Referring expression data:

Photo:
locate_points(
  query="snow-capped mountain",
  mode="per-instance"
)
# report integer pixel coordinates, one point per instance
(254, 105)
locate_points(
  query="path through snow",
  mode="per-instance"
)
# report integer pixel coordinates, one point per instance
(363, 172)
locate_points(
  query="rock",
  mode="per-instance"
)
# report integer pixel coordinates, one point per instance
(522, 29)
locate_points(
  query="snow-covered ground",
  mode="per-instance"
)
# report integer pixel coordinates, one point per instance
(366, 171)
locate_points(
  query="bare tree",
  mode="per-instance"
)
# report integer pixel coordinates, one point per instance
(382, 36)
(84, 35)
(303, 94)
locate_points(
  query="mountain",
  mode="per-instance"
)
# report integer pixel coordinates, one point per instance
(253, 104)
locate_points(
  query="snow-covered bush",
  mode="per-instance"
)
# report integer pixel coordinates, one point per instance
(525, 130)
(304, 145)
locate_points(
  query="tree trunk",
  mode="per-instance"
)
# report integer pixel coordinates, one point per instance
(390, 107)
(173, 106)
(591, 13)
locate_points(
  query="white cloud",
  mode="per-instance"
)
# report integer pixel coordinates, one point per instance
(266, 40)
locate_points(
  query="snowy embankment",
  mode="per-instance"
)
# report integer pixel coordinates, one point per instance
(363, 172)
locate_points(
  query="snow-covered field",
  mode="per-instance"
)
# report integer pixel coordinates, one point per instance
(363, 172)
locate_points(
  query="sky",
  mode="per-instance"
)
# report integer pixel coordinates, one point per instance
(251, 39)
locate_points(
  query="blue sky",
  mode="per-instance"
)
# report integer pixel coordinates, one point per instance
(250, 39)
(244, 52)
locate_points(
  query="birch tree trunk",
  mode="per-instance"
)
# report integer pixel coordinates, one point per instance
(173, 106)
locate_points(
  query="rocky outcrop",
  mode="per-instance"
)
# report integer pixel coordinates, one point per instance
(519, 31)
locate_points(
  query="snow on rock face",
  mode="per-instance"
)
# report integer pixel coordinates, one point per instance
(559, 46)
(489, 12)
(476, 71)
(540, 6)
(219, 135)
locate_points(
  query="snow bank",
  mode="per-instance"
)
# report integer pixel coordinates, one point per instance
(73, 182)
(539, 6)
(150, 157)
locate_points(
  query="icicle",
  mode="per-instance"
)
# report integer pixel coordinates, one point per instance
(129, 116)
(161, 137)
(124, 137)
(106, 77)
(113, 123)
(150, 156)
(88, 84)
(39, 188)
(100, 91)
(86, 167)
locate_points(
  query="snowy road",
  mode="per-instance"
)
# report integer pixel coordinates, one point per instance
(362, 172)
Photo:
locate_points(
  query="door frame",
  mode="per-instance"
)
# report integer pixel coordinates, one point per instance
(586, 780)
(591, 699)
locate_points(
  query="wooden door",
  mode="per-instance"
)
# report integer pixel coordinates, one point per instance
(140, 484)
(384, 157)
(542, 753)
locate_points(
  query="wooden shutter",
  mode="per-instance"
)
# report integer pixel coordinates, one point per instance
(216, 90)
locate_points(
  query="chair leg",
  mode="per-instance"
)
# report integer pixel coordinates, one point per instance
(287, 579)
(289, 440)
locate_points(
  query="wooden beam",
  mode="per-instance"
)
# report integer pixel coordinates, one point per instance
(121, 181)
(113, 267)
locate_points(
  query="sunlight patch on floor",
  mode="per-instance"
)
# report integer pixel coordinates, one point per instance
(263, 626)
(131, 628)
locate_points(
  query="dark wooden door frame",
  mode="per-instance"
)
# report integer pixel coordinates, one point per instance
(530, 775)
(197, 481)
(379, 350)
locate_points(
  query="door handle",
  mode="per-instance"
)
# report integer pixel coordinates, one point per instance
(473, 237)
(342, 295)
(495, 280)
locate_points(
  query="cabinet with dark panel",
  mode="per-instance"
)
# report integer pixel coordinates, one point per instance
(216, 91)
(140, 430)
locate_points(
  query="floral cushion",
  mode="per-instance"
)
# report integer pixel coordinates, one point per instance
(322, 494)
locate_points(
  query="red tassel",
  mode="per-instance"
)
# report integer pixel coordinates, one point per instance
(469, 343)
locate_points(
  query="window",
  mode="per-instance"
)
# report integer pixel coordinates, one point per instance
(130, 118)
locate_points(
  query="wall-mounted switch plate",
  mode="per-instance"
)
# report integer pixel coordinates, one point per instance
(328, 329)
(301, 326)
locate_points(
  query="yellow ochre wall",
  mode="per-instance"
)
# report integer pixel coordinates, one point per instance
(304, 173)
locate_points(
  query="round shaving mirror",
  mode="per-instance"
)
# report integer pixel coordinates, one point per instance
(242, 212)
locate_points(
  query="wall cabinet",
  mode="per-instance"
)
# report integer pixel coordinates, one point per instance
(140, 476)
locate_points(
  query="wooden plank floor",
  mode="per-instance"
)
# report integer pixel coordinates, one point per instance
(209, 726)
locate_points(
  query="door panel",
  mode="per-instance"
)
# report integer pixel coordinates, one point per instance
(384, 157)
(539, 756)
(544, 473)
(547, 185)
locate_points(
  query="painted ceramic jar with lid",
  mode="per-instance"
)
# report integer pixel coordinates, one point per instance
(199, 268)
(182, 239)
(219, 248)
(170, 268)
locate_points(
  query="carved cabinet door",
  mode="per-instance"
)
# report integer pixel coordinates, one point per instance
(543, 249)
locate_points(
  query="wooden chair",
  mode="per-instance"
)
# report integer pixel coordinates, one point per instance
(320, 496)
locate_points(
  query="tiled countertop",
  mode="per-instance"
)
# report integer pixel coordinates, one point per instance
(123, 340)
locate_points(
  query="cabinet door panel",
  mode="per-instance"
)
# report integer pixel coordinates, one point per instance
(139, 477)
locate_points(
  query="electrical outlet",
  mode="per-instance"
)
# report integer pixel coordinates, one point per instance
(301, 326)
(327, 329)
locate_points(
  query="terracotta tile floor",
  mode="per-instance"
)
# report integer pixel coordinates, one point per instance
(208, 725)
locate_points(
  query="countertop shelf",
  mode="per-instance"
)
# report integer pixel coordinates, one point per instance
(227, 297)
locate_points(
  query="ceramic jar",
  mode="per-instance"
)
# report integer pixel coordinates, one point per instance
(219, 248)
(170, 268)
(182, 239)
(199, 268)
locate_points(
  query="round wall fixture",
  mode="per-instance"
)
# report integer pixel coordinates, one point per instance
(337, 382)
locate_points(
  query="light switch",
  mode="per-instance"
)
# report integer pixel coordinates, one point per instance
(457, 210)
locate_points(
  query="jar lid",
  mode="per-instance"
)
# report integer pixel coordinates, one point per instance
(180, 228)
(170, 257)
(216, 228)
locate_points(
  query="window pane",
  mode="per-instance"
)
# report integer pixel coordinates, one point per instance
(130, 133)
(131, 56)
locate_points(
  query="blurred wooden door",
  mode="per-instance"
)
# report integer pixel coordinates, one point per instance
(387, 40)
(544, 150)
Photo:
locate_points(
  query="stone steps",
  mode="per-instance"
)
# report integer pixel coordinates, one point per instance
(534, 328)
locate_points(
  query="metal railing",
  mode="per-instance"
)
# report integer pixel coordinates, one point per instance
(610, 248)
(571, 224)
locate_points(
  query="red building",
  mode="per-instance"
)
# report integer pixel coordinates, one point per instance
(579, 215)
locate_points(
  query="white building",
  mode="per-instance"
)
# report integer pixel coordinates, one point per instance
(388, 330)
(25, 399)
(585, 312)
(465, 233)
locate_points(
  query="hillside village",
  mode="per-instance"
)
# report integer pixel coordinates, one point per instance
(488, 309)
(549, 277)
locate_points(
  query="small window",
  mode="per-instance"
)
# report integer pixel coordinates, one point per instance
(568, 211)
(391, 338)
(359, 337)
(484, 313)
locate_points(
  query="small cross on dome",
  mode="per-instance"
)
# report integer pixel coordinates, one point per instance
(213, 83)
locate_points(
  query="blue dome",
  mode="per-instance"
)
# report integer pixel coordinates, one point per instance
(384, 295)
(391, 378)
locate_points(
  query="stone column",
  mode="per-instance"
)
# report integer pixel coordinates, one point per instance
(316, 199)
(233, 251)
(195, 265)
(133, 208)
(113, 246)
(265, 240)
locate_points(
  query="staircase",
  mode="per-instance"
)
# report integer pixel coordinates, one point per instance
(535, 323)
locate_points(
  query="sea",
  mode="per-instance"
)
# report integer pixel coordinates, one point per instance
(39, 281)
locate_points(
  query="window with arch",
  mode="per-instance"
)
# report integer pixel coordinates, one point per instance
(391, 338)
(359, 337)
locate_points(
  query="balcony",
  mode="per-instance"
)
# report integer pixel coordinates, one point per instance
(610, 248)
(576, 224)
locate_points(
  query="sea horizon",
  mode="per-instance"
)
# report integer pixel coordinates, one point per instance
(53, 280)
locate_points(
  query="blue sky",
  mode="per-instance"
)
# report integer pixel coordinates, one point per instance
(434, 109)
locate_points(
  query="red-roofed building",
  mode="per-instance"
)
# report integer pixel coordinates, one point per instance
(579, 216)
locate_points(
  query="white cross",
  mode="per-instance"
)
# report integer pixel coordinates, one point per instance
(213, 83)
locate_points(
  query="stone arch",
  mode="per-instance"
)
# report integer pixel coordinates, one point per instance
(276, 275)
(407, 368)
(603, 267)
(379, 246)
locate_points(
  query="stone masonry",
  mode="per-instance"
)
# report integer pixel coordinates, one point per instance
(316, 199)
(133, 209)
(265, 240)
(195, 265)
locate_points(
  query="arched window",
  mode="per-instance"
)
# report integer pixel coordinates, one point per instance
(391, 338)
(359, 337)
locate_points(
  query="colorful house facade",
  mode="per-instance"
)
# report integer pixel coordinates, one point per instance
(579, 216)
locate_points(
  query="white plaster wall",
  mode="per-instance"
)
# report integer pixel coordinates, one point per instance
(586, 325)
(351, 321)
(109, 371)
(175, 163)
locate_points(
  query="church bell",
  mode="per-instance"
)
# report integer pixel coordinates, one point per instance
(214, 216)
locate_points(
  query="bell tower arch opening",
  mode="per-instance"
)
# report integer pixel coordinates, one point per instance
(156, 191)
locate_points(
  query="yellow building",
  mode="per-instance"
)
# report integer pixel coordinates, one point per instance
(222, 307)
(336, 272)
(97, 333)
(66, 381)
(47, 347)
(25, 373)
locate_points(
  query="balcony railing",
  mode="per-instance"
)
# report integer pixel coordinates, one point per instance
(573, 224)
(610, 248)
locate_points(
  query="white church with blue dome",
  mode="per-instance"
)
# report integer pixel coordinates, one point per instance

* **WHAT THE EXERCISE ASKS**: Your answer must be the number of lines above that contain the word "blue", stated alone.

* **THE COMPLETED TASK**: 4